PROBLEM TO SOLVE: Pull out each line of the data that includes the word "dark".

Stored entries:

········

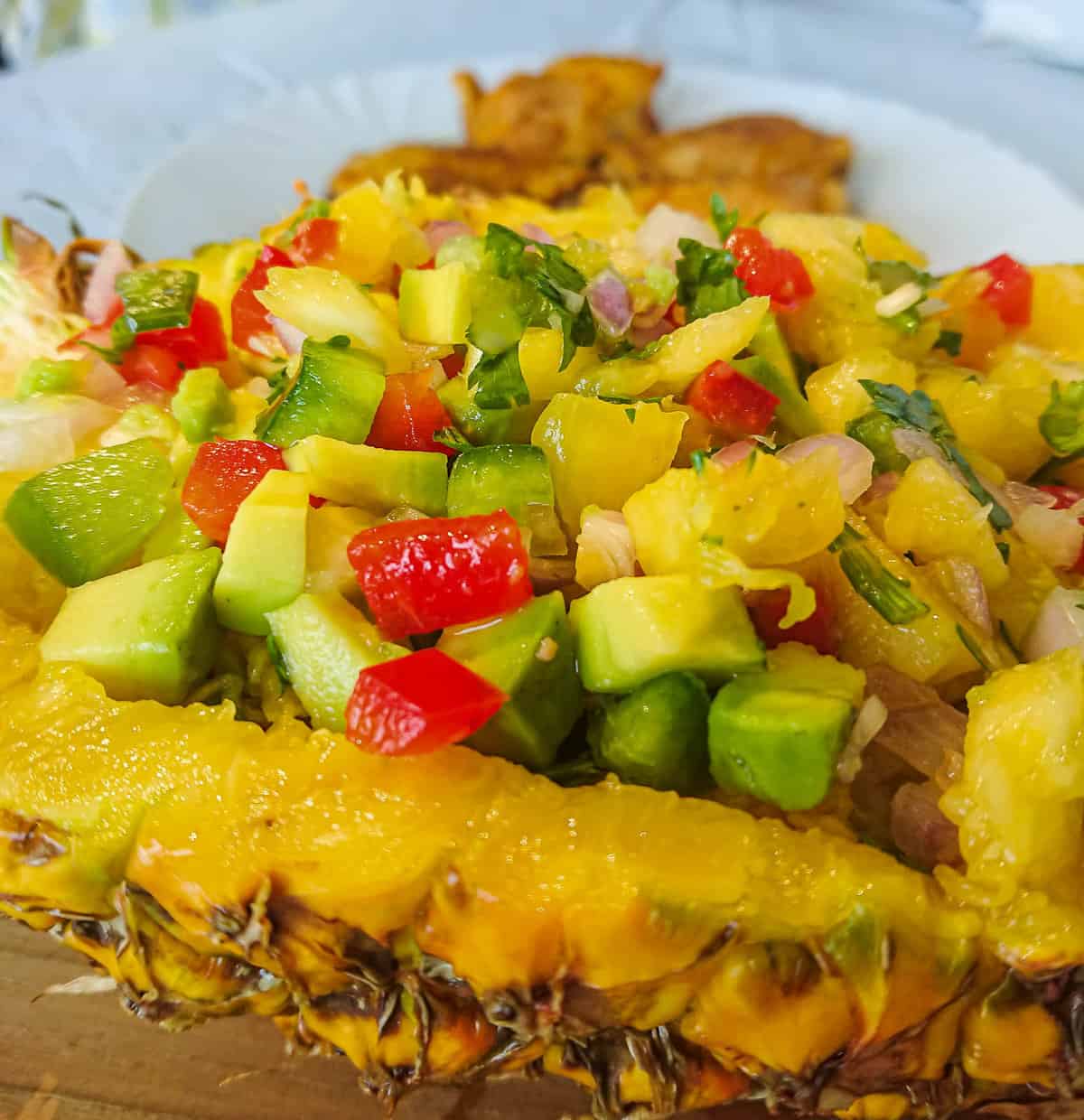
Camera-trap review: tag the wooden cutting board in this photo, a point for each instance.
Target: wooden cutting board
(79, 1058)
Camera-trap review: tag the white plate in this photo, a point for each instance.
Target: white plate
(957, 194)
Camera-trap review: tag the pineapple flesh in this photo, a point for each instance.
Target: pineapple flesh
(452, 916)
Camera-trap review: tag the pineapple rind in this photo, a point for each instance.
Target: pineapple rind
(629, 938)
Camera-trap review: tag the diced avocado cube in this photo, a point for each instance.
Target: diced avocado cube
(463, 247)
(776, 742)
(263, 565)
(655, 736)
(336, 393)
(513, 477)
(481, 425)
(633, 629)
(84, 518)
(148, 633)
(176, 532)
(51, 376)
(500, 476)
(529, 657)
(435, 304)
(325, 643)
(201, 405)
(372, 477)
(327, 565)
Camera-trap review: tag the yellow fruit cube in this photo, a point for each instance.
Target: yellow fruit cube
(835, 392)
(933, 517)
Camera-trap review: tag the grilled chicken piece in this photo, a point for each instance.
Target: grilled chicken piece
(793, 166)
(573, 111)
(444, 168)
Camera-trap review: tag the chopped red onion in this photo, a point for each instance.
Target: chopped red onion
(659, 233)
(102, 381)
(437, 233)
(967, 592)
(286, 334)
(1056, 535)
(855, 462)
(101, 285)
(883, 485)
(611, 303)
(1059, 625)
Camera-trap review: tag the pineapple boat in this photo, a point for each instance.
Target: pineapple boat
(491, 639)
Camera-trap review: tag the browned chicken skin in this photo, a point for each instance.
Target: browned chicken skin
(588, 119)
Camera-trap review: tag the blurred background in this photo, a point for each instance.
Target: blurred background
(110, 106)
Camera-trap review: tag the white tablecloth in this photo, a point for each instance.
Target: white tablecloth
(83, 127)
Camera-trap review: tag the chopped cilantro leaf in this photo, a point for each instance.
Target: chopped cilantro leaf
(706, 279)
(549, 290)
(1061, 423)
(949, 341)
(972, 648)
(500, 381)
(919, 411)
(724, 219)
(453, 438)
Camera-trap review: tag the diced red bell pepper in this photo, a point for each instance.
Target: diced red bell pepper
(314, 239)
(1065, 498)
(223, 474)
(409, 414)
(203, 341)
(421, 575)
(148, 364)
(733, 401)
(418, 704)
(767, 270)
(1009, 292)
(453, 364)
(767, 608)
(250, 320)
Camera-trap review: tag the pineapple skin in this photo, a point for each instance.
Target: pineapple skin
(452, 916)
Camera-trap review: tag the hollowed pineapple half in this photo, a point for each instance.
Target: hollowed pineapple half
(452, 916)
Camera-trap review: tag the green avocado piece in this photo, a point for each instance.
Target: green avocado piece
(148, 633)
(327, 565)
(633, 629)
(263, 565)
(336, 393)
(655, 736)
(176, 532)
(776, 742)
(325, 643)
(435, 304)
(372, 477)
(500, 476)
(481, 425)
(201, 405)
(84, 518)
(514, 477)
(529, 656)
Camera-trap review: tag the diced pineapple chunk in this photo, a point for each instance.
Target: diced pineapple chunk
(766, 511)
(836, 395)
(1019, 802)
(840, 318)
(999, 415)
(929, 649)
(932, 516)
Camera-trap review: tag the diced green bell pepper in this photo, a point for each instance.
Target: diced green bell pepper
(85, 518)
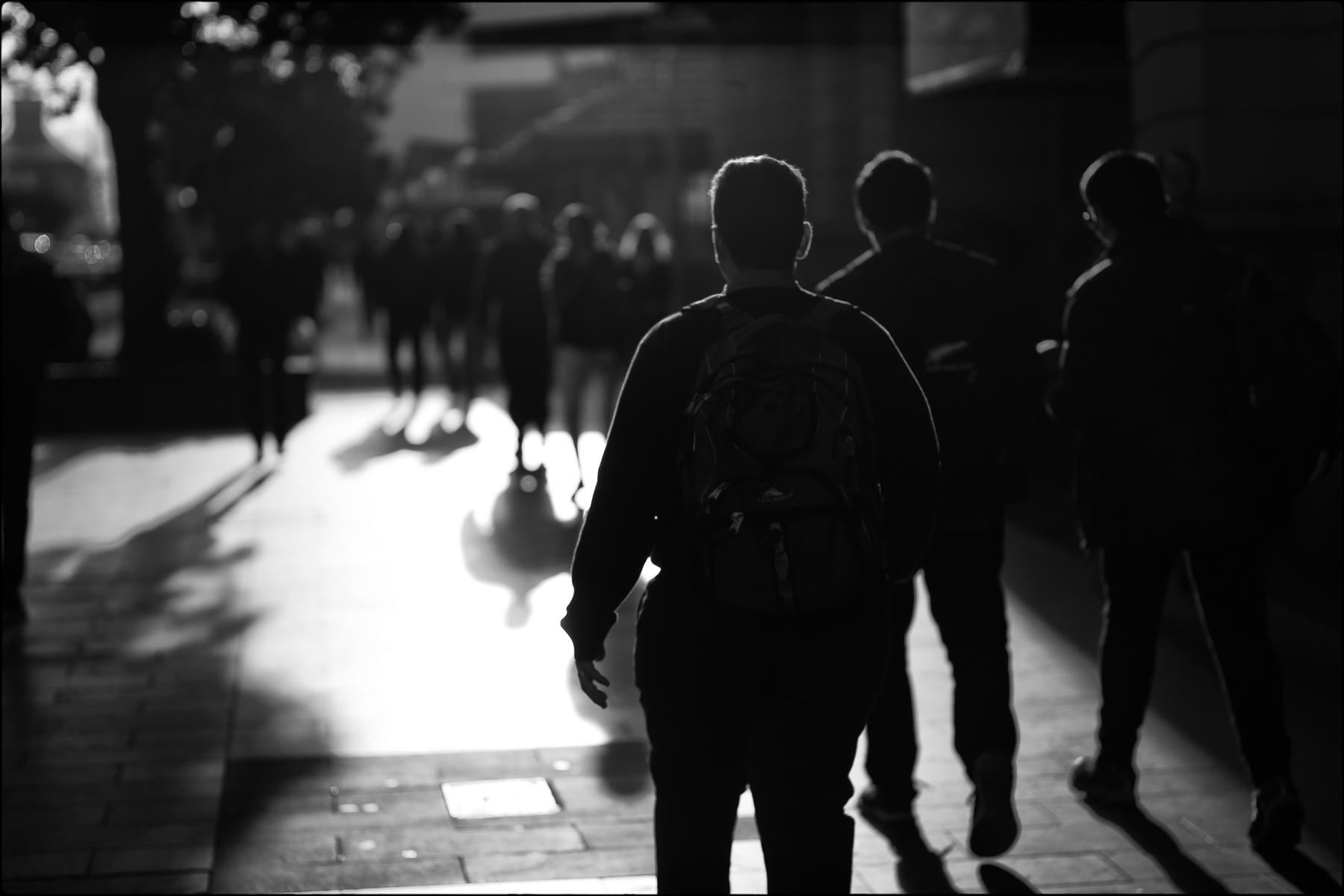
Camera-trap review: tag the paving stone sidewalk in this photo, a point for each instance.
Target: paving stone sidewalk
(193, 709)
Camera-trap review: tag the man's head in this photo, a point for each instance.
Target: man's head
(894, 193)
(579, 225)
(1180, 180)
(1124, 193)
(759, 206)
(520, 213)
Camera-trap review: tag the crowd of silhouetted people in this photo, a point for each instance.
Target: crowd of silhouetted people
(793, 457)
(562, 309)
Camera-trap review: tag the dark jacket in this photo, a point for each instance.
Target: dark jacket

········

WRITTEN SOLUTION:
Camera-trap review: tag the dark jacket in this photo, a point for each instance.
Target: dark jacket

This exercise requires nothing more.